Source excerpt >>
(begin)

Senate debates

Wednesday, 1 April 2026

Bills

Commonwealth Environmental Water Holder Commission of Inquiry Bill 2026; Second Reading

9:33 am

Photo of Ross CadellRoss Cadell (NSW, National Party, Shadow Minister for Water) Share this | Hansard source

Thank you, President. Basin policy isn't academic. It's about whether towns can survive, thrive and grow and whether they can supply the needs of Australia. This is why water policy is so important. Water is life—let's not pretend anything else—and the Murray-Darling Basin Plan dictates so much of that in regional Australia. When we have a town like Bourke that has lost 40 per cent of its water supply and 60 per cent of its population over the last 10 years, you see the effect it has on communities.

The President was talking about the water I have on my table. This is water from Narrandera, from the tap. People from the city, who don't understand, will call it Narran-derr-a, but it is Narrandera. This is what people can expect in the bush. That is pure tap water that we have there.

This is why we have to go through with this. What we need is action. We can talk about royal commissions and different policies, but you can't create that unless you are the government. This is why we're here today to call a committee of inquiry that can do something now and look into the actions of one of the largest water holders in the country and how it operates, because there has been concern over the past year. There have been instances where they ceased to pump water in New South Wales because they admitted themselves that they weren't compliant with the New South Wales water-metering standards. This is the largest water holder in New South Wales saying they can pump no more because they don't comply with the rules. This is the government's water holder saying that.

If we're in these situations, we need to look at what happens. This is a water holder that has not used its allocation since it's been around. They never use their full allocation, but they continue to buy more water. When you question how much water they have bought, it is not for publication. You have to dig deep and do a forensic dive to see how much they are spending. Look at the WESA report. They're talking about $1.6 billion or $1.7 billion—up to $2 billion per year buying water rights when they aren't using the water they already have. Something is crook in Tobruk if you are spending billions to buy more water when you're not using the water you have.

Later on in this conversation, we'll hear the people of South Australia say, 'We want more water; we want more.' They already have enough water to give more water, but we are buying more water off towns, growers and communities that need it. When I was out at Louth, out past Bourke, we saw a weir. Under the framework, they had to lower the weir to build a new one because you can have no more containment or no more capture under this legislation. So they wanted to spend $70 million to lower the water security of Louth. This is a place that had put its own people on fire alerts because, over the last two months of the last season, it didn't have enough water to put out a house fire if it happened. They did not have enough water under their licence to prevent a house fire, so they went around proactively trying to do this.

(end)

Extracted material >>
(begin)

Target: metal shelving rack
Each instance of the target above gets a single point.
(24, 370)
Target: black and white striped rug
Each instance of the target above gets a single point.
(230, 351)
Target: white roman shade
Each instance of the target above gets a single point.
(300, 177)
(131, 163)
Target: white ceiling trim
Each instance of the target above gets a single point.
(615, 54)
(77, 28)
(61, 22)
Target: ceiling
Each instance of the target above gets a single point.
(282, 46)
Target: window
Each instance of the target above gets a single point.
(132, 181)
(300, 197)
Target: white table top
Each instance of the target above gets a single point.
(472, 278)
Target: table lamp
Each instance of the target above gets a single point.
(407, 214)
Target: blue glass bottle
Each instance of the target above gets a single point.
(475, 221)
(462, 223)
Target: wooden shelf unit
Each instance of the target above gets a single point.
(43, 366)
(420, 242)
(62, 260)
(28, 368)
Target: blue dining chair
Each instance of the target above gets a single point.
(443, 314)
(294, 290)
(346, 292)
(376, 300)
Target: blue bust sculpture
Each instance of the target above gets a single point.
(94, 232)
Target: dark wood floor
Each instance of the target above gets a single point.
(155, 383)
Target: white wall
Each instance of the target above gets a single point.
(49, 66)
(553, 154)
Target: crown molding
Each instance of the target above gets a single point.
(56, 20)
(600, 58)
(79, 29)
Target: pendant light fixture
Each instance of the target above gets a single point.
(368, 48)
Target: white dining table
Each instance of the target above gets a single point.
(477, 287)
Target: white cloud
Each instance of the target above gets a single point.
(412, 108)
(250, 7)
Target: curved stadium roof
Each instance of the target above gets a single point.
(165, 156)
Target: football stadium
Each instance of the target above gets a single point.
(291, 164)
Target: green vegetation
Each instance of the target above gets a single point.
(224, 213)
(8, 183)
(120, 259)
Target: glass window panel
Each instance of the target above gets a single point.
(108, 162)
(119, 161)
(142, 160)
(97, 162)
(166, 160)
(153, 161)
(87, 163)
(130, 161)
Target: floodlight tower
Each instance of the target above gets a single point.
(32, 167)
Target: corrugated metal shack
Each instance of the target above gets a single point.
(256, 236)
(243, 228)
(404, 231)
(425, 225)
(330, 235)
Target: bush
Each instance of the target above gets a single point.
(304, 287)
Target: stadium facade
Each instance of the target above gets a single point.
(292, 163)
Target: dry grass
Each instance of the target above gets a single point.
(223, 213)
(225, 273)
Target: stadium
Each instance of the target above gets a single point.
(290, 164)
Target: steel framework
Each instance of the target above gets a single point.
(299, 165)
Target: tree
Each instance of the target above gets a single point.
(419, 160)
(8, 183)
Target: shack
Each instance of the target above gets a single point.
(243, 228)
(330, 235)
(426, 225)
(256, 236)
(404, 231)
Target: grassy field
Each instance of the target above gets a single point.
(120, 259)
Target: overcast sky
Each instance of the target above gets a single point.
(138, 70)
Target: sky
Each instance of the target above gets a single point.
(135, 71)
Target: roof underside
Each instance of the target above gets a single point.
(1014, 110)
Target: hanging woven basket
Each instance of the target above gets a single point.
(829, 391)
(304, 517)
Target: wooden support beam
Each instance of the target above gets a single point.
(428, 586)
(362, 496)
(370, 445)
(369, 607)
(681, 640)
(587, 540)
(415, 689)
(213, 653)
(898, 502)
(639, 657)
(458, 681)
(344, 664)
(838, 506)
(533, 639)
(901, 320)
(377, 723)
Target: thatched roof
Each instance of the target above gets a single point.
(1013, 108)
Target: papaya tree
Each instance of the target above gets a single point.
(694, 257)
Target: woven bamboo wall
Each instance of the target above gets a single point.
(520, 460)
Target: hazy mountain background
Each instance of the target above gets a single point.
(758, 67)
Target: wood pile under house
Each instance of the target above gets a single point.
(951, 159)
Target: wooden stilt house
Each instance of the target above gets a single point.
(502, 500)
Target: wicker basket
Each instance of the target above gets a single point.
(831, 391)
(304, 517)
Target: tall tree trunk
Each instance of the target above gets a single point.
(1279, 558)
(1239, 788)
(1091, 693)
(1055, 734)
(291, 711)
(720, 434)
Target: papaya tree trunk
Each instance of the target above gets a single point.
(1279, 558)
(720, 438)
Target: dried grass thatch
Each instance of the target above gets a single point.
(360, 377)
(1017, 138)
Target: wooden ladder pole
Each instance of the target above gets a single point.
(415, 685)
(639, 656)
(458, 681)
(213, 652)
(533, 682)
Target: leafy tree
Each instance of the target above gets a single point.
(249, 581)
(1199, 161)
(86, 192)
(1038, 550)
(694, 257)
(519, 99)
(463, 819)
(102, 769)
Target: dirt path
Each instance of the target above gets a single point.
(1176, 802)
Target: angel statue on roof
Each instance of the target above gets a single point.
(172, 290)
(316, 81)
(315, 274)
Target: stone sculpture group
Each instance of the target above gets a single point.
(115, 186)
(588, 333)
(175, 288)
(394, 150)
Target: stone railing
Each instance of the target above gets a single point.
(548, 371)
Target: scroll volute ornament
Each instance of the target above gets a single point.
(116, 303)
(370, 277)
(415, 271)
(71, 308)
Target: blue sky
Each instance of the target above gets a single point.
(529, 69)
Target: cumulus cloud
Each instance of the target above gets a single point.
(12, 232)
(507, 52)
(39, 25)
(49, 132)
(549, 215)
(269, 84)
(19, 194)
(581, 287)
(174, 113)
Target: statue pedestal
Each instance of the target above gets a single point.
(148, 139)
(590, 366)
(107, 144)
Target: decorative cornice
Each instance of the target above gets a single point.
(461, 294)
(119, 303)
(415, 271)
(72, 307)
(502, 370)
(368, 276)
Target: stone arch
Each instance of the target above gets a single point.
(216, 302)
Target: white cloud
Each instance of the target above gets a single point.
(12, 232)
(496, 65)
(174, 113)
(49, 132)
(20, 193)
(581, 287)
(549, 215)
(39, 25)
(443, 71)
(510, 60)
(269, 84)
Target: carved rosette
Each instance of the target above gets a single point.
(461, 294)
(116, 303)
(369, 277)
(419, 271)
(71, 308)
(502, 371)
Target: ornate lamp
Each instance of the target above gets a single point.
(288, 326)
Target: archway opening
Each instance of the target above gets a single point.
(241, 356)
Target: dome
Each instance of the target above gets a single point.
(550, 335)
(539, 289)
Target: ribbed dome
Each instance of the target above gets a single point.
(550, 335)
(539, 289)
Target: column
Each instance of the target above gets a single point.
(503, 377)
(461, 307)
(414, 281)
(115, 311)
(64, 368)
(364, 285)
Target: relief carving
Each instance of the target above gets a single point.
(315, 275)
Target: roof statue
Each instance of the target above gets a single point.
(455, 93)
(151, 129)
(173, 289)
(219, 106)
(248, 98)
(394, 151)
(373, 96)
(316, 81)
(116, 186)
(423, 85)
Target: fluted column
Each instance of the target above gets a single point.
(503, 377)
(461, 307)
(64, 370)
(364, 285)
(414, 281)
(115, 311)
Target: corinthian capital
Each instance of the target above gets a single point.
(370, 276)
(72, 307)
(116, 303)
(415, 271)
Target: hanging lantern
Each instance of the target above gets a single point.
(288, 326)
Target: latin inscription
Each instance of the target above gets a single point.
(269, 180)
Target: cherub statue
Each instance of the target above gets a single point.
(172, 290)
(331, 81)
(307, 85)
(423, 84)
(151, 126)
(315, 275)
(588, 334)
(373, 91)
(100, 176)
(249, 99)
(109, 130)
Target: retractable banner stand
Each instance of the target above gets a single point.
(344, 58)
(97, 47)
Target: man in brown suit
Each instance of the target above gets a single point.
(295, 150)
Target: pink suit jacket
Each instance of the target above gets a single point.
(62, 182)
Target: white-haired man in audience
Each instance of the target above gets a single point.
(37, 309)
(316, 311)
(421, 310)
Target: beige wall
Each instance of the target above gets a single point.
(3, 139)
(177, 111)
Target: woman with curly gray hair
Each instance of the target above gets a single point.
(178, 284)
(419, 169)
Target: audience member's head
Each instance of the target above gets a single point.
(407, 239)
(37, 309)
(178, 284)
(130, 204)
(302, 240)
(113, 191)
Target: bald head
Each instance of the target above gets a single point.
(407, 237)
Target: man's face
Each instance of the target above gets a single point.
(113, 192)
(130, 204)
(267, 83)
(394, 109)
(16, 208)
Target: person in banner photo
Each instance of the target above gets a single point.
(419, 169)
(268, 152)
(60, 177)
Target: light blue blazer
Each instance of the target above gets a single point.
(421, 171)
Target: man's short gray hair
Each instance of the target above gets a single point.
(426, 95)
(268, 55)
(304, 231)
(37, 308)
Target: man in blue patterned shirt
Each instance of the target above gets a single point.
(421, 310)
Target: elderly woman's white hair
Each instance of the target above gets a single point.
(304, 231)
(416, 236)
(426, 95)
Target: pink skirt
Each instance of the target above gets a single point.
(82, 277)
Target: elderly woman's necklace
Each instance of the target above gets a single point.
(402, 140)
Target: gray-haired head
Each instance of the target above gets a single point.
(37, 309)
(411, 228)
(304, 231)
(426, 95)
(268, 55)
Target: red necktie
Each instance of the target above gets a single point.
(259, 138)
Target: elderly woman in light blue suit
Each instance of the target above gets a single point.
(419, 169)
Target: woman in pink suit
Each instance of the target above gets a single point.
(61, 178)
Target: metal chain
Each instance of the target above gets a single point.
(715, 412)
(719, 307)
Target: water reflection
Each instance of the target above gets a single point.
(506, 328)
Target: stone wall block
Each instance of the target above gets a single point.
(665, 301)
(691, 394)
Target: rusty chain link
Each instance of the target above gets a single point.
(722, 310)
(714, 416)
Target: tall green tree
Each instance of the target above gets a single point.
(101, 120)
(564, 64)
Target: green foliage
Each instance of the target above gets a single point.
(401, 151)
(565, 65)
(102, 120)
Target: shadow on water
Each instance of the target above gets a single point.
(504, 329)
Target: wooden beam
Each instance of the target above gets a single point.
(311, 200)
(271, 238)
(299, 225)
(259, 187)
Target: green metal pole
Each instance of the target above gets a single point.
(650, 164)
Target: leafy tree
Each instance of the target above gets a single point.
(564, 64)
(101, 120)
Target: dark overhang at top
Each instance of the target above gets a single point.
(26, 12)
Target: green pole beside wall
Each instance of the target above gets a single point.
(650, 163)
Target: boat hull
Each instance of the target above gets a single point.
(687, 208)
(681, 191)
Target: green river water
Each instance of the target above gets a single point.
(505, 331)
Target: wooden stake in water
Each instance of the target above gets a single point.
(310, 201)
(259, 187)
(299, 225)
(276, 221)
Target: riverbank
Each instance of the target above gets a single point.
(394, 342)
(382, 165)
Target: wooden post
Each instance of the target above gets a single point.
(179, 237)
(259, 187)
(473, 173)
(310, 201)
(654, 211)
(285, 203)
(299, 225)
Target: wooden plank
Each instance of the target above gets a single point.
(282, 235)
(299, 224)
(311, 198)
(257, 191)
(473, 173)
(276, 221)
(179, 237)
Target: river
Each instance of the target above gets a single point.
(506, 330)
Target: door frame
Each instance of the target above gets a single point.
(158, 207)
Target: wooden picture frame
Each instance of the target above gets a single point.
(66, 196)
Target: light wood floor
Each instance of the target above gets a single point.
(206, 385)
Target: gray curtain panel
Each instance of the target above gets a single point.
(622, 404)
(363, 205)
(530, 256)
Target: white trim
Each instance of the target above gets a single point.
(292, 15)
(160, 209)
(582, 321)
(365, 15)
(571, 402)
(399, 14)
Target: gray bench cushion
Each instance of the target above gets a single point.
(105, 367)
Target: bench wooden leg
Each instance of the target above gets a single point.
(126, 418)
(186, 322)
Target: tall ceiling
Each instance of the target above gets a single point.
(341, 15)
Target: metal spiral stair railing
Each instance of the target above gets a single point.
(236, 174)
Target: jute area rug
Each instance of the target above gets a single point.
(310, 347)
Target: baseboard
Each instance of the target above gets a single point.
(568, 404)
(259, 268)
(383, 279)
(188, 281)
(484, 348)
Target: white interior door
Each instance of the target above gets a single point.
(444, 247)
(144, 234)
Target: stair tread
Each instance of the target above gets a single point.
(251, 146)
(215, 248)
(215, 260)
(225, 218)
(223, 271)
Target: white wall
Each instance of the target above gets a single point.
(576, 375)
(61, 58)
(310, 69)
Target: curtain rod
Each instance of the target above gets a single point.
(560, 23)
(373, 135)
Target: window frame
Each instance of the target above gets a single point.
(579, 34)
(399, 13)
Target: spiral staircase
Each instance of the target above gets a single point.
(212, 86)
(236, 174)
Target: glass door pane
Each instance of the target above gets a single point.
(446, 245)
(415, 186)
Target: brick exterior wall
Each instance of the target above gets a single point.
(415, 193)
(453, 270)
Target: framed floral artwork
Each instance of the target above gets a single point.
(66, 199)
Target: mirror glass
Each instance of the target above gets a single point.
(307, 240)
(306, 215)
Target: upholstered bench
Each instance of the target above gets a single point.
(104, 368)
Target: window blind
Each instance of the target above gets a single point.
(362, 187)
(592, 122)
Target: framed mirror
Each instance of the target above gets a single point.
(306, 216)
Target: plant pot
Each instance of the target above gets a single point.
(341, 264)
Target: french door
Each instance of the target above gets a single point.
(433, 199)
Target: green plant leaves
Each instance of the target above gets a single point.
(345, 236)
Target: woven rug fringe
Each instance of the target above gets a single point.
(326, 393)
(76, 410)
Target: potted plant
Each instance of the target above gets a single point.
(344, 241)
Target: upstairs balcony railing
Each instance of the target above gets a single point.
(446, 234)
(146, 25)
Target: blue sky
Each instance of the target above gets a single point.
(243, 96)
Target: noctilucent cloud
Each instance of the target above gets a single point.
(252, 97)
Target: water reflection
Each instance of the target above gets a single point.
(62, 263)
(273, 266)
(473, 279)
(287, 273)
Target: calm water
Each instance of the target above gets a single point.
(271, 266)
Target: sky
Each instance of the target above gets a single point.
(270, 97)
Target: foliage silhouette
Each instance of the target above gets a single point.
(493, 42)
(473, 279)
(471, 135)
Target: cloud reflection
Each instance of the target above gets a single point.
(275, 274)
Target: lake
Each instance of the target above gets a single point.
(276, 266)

(end)

Request >>
In the Senate debate excerpt, what share of its population is Bourke said to have lost over the last 10 years?

Written solution >>
60 per cent